出典文書 ->

__________

さすけの具合が悪くなった頃から、アートマネージメントの仕事がだんだん忙しくなり、海外出張の際は一緒に暮らしている母に面倒を見てもらわなければならず、母にも随分気苦労をかけたことと思います。
手術をしてからのさすけは、術後のリカバリーでこれまた辛そうな日々を送っていましたが、いつもの元気を取り戻したのがやっと4月に入ってから。ようやく太陽の日差しが暖かく感じられる頃でした。
それからのさすけは元気いっぱいで、ご飯の選り好みが激しくなり、気に入ったものを一気に食べ過ぎてたまに吐いたくらいです。でも、おかげで激減していた体重が少しづつ元に戻り、この暑い夏も一緒に乗り切り、元気いっぱいで秋を迎えました。
9月末〜10月頭までの香港出張を終え、帰宅した頃には日本もすっかり涼しくなり、今年の冬を乗り切るためのさすけのあたたかいベッドをどれにしようか迷っていた矢先でした。
10月18日(月)、3ヶ月ぶりの大学病院での検査のため午前中からでかけ、夕方には少し疲れた様子ではあったけれど、検査を終え、特に異常も認められなかったので、私も納得して元気に一緒に戻って来ました。病院でケージにおもらしをしてみまったようで、私は外でケージを洗って、干したりしていました。さすけはご飯を食べ、私も早めの夕飯を食べ、さすけと一緒にゴロゴロとリラックスしていました。母が8時頃帰宅してからはしばらく姿が見えなかったので、2階に行ったのかな、とあまり気にもせず仕事部屋で仕事をしていました。

__________

記録一覧 ->

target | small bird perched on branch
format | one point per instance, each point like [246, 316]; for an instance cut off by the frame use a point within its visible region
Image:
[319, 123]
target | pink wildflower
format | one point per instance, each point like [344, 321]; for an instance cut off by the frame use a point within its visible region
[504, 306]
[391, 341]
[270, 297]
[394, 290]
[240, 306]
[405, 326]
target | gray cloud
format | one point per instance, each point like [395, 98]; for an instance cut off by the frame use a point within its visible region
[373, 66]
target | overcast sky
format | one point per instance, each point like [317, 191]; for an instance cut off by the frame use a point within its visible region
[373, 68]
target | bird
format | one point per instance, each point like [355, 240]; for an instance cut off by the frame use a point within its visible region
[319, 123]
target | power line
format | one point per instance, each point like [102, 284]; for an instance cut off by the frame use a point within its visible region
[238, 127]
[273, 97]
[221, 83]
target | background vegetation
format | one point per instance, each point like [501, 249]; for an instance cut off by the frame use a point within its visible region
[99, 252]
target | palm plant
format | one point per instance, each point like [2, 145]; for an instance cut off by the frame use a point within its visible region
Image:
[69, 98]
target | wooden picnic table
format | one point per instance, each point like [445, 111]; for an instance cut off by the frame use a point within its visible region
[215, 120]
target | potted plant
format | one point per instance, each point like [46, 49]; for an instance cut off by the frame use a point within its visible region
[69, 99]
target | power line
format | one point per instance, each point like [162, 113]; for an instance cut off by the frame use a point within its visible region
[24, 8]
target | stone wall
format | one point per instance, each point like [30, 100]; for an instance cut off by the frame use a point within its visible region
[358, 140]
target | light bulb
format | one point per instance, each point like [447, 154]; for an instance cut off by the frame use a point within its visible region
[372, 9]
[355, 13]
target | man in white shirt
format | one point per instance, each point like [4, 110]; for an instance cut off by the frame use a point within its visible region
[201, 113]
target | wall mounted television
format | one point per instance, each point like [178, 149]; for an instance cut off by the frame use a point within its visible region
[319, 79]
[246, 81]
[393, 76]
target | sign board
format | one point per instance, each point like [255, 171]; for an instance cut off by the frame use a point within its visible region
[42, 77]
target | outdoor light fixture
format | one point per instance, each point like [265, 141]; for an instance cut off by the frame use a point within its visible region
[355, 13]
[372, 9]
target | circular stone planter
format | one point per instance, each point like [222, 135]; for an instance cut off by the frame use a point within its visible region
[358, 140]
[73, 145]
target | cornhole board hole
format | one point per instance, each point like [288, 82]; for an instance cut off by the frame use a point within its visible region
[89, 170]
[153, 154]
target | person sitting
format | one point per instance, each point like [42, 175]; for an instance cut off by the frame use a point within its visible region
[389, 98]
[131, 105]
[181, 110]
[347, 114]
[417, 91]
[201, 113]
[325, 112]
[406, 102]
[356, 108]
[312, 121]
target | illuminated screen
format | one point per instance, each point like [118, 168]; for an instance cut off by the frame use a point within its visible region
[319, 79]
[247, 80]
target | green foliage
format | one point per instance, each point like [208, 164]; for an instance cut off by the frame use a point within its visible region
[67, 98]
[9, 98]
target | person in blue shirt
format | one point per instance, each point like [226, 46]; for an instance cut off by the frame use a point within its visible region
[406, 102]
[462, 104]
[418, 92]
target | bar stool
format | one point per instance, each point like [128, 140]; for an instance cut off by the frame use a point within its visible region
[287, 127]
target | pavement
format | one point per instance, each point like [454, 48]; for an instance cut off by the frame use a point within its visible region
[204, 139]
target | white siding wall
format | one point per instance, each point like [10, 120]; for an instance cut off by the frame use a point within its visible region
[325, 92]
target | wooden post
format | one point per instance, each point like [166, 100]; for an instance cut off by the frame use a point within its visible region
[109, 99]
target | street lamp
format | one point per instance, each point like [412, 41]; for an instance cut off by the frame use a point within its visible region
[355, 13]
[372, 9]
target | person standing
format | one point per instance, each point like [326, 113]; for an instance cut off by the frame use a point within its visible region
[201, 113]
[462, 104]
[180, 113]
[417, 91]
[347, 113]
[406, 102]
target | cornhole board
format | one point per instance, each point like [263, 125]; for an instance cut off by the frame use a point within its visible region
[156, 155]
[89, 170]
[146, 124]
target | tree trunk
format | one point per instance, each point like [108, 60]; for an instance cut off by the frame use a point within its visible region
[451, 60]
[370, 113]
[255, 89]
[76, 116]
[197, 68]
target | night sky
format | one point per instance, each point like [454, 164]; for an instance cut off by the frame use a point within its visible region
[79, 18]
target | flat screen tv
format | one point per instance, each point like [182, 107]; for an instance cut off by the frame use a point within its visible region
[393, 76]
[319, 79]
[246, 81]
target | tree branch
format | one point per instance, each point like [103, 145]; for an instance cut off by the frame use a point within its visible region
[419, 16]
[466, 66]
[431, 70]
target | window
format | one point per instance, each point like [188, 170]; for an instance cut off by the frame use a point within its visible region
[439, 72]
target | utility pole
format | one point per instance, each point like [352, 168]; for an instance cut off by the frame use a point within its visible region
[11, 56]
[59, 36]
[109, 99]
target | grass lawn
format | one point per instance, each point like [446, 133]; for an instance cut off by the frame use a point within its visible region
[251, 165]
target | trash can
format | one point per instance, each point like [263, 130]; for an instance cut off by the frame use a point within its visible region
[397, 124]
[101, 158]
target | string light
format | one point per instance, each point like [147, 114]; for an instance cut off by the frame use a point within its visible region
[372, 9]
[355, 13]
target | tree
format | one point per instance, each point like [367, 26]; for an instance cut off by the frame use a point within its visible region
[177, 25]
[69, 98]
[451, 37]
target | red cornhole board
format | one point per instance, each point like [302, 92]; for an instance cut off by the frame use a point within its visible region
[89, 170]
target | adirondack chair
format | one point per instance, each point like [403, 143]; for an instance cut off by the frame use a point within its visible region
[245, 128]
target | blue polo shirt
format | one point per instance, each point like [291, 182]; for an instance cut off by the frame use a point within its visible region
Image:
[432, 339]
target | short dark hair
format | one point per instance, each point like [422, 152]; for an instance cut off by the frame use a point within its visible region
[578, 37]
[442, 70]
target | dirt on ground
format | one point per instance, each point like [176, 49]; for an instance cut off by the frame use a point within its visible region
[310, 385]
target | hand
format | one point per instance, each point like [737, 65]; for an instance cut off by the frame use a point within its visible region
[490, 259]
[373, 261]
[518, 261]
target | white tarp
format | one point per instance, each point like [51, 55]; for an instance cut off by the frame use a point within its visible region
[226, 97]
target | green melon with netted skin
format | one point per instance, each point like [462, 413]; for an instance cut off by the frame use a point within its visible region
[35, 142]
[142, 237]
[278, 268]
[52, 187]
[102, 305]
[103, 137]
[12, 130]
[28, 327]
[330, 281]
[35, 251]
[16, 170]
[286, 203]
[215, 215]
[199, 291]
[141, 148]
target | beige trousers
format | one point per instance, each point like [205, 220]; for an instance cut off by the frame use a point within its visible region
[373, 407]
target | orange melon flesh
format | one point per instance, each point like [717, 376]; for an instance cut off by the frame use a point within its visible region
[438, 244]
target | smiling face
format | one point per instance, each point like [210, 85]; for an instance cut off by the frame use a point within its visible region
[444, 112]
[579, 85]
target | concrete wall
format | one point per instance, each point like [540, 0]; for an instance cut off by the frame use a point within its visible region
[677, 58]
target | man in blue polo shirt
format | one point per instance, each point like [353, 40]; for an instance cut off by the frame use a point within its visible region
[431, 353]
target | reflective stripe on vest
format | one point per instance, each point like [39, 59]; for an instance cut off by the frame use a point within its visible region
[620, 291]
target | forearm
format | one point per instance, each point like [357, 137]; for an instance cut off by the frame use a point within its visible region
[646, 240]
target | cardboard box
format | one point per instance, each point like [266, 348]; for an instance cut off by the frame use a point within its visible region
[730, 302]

__________

理解度の確認 ->
- 1) 出典文書から、「さすけの具合が悪くなった頃か」で始まり「気いっぱいで秋を迎えました。」までの部分を、一字も変えずに抜き出してください。
- 2) 出典文書によると、さすけが大学病院での検査に出かけたのは何月何日ですか。
解答には出典文書の内容だけを用いてください。

各項目の解答 ->
- 1)
さすけの具合が悪くなった頃から、アートマネージメントの仕事がだんだん忙しくなり、海外出張の際は一緒に暮らしている母に面倒を見てもらわなければならず、母にも随分気苦労をかけたことと思います。
手術をしてからのさすけは、術後のリカバリーでこれまた辛そうな日々を送っていましたが、いつもの元気を取り戻したのがやっと4月に入ってから。ようやく太陽の日差しが暖かく感じられる頃でした。
それからのさすけは元気いっぱいで、ご飯の選り好みが激しくなり、気に入ったものを一気に食べ過ぎてたまに吐いたくらいです。でも、おかげで激減していた体重が少しづつ元に戻り、この暑い夏も一緒に乗り切り、元気いっぱいで秋を迎えました。

- 2) 10月18日(月)です。